## WHAT THE TASK ASKS
Scan the listing below for the string "road" and copy each line where it turns up.

+++

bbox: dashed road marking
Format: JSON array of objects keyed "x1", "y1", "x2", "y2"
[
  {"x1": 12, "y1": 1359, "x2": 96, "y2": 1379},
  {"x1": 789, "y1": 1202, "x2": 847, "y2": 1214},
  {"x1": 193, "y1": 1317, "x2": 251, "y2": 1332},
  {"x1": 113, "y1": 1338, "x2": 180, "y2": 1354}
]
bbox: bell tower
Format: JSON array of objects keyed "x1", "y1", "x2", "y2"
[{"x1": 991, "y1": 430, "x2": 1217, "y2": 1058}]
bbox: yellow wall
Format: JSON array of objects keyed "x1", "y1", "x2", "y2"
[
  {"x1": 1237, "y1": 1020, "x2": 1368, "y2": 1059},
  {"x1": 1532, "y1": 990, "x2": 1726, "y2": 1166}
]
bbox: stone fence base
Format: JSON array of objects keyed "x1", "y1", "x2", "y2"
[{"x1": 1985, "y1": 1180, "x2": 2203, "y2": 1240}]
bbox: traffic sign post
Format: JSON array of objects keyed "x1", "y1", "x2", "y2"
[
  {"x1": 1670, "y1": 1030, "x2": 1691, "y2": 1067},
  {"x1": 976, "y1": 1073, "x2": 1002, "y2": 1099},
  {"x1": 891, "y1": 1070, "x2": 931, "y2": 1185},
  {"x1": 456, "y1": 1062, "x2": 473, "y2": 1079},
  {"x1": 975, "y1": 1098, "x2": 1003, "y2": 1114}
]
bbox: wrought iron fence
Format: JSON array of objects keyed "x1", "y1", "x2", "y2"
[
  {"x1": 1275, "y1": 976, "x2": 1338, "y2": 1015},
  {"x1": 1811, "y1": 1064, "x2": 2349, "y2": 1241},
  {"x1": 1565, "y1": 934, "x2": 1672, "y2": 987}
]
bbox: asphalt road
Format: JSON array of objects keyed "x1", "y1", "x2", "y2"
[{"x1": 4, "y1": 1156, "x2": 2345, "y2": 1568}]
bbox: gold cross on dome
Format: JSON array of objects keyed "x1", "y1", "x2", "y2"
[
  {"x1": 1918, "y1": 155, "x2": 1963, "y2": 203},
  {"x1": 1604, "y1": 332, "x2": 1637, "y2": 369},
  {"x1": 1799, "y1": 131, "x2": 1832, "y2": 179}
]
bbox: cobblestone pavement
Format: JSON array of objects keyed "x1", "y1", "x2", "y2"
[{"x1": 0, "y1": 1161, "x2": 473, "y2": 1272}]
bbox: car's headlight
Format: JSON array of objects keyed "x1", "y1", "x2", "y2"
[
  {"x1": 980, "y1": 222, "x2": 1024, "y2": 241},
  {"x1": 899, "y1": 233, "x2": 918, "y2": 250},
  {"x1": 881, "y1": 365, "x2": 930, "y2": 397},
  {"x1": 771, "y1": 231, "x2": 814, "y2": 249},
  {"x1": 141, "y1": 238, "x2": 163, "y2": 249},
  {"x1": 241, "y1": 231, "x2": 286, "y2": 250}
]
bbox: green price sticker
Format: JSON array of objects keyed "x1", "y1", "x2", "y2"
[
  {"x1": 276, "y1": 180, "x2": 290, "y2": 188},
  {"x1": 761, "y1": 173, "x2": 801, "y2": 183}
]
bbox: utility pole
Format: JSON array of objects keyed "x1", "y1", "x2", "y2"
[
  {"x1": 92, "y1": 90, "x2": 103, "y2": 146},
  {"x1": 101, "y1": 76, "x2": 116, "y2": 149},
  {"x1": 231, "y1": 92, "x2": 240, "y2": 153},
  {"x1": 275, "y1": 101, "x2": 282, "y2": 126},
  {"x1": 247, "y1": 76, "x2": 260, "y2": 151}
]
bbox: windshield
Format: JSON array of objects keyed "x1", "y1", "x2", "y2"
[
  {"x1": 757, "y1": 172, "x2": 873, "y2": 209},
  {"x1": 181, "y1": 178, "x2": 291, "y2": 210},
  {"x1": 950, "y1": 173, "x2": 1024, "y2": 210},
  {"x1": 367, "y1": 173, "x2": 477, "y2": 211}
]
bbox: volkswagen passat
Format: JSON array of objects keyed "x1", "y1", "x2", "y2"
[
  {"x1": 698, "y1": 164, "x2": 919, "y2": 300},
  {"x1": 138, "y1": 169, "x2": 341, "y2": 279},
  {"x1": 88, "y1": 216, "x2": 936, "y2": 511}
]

+++

## OUTPUT OF THE TASK
bbox: dashed road marking
bbox: asphalt road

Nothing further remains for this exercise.